*WHAT TO WORK ON*
In the article below about Carbon County's new Justice Court Judge, which judge will Jon Randall Carpenter replace?

Jon Randall Carpenter was selected as the new Justice Court Judge for Carbon County April 2 after a long selection process involving a committee that sorted out the candidates and recommended a pair of possibilities to the Carbon County Commission for consideration.

In an executive session the three commissioners met for 50 minutes to make the selection after the two candidates were revealed to those present. The nominating committee had forwarded two names to the commissioners, Carpenter and David Allred, both local attorneys.

"I am so excited about this," Carpenter said in an interview on Wednesday. "I see this as a real chance to serve the community."

Carpenter has been a practicing attorney eight years. He will replace Judge Elayne Storrs, who is retiring May 1.

Storrs has also filled the position of Justice Court Judge in Wellington. What will now happen with that position is up to the city council in that town.

Carpenter is presently a partner at Jensen & Carpenter Law Office in Price. He grew up in Utah and has practiced law all across the state. Jon's practice at Jensen & Carpenter includes many areas: divorce, custody, parent time, adoption, grandparent visitation, juvenile defense, parental defense, civil litigation and criminal defense.

"I think we have been very respectful of our clients," he said. "Obviously no one comes to us when things are going well in their lives. When you have clients, random things pop up and often they are beyond the legal realm. You just have to try to help them."

He graduated from Creighton University School of Law in Omaha, Neb. While attending law school, Carpenter worked on cases in a variety of legal fields: criminal, divorce and custody, economic development, and others. After law school, he worked with a small firm in rural Nebraska, and then moved to Utah, to clerk for five judges in the Seventh District in southeastern Utah.

Before attending law school, he attended the University of Utah, where he received a bachelor's degree in communication and also studied science and mathematics. While attending the University of Utah, he worked in construction, both residential and commercial.

In his job as a Justice Court Judge he will find a variety of types of cases that he will preside over. Justice Courts are set up to handle different kinds of cases than District Courts are. They are established by counties and municipalities and have the authority to deal with class B and C misdemeanors, violations of ordinances, small claims situations, and infractions committed within the governmental entities territorial jurisdiction. Justice Court jurisdictions are determined by the boundaries of local government entities such as cities or counties, which hire the judges.

*INFORMATION PROVIDED*
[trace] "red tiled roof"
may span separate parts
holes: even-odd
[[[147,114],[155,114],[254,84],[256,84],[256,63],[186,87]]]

*ANSWER TO THE EXERCISE*
Judge Elayne Storrs, who is retiring May 1.